→ Description of the task
Copy out the records word for word, starting at the line that contains "# locate sliding" and running through the last line of the records, with both ends included.

→ Supplied data
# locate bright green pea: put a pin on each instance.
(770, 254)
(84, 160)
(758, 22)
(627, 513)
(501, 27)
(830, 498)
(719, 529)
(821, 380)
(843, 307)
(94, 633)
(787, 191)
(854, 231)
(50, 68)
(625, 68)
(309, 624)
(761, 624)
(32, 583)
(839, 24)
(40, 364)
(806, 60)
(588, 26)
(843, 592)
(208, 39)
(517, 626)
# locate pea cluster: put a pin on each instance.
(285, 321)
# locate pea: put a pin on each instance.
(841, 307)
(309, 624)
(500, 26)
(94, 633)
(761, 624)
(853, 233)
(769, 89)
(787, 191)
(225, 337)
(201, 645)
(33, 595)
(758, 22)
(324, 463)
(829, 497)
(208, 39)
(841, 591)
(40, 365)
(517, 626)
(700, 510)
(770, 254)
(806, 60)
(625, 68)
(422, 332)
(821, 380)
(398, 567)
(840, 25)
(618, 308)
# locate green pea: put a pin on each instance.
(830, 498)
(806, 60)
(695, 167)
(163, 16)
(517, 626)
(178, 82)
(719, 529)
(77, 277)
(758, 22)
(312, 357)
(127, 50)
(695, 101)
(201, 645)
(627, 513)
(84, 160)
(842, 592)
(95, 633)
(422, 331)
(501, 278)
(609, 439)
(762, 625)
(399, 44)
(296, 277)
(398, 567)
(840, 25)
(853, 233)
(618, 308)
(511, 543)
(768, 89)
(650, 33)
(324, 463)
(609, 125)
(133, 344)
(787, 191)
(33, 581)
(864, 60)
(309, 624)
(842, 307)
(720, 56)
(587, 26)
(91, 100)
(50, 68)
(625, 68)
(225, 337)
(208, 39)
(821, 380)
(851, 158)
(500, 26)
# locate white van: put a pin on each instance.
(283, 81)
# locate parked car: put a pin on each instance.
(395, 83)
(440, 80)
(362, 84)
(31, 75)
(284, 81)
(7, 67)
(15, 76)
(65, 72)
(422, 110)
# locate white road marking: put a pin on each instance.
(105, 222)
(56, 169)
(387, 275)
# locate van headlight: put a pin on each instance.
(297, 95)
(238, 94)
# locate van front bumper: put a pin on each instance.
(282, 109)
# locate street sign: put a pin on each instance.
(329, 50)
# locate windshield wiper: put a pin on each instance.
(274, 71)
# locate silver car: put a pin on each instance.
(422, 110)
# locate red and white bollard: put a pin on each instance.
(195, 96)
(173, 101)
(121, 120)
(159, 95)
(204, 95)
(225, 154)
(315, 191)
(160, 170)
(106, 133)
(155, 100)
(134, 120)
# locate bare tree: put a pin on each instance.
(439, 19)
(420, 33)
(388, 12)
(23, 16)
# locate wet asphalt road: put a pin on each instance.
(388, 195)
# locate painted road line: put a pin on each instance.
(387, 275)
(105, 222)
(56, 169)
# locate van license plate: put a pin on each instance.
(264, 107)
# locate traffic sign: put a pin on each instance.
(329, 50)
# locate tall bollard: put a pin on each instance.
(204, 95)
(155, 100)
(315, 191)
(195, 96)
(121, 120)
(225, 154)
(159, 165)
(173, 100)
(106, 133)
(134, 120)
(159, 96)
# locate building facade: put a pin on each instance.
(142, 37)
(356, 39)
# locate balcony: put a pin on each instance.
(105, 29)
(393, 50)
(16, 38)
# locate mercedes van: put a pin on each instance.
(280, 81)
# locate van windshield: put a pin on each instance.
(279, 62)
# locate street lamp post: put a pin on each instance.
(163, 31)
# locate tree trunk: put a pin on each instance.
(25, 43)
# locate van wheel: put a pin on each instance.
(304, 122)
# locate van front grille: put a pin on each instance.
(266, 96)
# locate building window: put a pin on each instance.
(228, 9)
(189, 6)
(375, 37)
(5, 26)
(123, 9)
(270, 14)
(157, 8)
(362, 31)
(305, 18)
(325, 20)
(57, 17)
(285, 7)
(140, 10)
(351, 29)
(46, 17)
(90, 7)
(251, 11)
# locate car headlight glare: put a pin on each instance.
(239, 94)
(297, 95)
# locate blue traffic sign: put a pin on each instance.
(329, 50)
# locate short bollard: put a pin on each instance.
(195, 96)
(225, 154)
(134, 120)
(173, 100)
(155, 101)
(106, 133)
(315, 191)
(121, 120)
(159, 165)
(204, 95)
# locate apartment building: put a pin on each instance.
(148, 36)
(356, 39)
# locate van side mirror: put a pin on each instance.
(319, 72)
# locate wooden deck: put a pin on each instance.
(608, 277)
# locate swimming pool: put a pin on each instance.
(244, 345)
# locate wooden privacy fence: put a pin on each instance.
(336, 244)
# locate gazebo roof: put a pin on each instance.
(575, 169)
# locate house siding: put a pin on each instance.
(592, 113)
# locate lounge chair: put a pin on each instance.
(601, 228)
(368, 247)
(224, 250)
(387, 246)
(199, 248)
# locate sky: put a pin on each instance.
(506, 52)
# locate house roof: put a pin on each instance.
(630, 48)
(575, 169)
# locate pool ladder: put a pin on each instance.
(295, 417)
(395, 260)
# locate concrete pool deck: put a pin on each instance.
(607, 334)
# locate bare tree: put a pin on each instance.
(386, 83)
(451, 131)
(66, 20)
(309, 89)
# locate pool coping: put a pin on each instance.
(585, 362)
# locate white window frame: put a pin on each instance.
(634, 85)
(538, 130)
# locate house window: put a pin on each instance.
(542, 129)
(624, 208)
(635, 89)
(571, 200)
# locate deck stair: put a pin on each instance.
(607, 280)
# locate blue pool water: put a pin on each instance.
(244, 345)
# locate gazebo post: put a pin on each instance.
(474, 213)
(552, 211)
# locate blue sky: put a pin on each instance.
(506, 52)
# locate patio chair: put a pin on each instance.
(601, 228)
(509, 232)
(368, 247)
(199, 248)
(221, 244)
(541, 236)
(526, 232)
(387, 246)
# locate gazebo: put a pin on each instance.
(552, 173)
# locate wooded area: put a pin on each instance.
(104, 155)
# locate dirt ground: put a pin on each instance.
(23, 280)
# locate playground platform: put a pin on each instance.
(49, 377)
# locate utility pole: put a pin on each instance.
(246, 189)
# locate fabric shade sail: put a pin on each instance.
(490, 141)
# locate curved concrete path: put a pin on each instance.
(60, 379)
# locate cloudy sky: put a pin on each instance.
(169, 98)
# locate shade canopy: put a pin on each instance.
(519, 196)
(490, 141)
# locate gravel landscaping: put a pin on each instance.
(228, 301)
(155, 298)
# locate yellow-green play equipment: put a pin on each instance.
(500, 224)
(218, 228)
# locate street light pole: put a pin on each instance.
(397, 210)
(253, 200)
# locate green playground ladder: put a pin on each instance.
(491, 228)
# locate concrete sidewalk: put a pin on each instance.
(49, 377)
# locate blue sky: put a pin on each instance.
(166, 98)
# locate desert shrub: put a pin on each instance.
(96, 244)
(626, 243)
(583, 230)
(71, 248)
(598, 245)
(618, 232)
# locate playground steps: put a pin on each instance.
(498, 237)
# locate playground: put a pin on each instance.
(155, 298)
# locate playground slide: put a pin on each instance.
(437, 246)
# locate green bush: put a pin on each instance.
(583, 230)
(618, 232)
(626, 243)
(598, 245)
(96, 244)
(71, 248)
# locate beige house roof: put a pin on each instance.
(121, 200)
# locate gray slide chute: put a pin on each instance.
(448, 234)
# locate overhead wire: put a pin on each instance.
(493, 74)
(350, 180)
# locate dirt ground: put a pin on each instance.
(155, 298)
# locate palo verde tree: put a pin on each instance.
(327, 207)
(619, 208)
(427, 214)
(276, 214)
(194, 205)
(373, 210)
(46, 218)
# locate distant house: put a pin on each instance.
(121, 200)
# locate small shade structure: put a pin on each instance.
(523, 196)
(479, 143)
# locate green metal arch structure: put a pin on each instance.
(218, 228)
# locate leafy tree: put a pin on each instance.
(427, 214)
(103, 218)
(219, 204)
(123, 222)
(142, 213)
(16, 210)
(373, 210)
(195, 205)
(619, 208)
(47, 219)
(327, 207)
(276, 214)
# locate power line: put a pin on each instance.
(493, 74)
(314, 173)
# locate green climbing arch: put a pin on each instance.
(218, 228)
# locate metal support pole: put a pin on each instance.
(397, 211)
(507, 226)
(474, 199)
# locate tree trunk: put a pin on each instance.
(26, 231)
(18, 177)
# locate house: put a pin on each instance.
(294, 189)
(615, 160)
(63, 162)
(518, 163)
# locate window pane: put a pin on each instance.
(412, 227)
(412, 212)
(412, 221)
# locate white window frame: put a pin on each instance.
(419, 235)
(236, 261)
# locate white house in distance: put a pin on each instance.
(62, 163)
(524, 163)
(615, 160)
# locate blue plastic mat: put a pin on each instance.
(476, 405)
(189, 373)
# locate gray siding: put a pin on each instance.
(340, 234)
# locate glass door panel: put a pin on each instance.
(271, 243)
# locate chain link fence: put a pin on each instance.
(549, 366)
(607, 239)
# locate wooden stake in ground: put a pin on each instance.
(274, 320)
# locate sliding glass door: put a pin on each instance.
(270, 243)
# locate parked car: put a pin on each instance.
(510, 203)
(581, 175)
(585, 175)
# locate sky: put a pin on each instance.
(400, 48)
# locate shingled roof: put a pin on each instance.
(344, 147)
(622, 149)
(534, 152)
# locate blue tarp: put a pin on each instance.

→ Task solution
# locate sliding glass door: put a pin on each instance.
(270, 243)
# locate parked car: put a pin on each instance.
(510, 203)
(581, 175)
(585, 175)
# locate sky: put a pin on each instance.
(400, 48)
# locate shingled roof: put a pin on each instance.
(344, 147)
(622, 149)
(534, 152)
# locate blue tarp: put a pin on each instance.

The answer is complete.